**DESCRIPTION OF THE TASK**
Search the records below for the word "rescue" and show every line where it occurs.

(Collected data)
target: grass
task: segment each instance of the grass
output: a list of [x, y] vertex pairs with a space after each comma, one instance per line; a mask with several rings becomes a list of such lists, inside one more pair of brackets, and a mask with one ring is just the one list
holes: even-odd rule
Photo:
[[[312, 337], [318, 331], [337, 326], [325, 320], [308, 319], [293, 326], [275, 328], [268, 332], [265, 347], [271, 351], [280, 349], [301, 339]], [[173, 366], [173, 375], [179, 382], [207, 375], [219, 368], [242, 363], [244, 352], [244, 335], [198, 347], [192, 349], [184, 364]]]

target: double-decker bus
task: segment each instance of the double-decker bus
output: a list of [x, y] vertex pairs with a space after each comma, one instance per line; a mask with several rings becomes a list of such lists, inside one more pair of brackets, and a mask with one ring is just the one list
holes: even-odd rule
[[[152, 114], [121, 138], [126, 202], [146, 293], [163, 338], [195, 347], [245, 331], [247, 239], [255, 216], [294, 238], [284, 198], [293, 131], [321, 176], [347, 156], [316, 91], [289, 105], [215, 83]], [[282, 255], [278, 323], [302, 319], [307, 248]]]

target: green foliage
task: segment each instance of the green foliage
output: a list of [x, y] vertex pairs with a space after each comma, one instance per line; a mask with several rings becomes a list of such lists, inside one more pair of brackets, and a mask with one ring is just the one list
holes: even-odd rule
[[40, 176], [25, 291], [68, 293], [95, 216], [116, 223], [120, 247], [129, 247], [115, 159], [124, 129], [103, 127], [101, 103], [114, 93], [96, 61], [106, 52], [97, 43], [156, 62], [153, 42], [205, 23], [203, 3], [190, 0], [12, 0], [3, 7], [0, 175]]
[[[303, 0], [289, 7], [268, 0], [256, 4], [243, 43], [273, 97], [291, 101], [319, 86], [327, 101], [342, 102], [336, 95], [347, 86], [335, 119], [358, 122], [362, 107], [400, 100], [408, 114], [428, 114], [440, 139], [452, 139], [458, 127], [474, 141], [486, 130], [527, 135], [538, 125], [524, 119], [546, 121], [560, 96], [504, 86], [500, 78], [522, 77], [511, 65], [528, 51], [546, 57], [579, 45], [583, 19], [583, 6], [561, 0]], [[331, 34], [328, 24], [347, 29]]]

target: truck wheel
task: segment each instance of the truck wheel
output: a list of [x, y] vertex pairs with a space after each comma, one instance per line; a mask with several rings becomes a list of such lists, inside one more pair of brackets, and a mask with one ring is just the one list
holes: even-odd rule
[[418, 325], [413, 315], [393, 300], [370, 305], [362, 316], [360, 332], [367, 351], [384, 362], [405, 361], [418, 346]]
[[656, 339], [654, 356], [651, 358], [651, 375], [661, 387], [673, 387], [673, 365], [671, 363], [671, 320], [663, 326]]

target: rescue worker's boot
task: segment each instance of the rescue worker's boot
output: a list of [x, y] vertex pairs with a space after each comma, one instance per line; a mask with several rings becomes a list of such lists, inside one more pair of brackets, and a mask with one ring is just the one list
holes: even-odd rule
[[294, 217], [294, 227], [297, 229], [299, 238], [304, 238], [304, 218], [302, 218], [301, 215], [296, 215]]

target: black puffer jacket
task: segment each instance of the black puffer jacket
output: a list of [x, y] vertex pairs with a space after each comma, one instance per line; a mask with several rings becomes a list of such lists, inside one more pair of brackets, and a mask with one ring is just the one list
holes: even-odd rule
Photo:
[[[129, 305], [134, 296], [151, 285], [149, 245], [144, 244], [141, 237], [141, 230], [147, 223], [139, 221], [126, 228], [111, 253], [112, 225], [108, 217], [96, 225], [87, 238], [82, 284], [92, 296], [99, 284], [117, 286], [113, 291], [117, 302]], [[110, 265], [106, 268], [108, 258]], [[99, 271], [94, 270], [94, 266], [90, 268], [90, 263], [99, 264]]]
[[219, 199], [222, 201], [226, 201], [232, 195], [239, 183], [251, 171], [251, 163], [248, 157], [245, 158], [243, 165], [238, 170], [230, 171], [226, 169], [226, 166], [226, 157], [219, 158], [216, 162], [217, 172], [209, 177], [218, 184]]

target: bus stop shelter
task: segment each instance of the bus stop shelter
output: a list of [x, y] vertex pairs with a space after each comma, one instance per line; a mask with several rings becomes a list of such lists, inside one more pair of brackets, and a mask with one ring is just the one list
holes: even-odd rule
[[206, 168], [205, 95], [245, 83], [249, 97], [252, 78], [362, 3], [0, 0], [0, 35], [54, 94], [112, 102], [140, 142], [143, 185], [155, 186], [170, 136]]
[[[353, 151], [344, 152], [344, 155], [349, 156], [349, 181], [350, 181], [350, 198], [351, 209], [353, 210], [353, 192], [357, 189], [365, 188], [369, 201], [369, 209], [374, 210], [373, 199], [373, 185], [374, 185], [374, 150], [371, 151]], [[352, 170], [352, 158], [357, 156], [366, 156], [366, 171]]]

**SOLUTION FOR THIS EXERCISE**
target: rescue worker's boot
task: segment each instance of the rescue worker's boot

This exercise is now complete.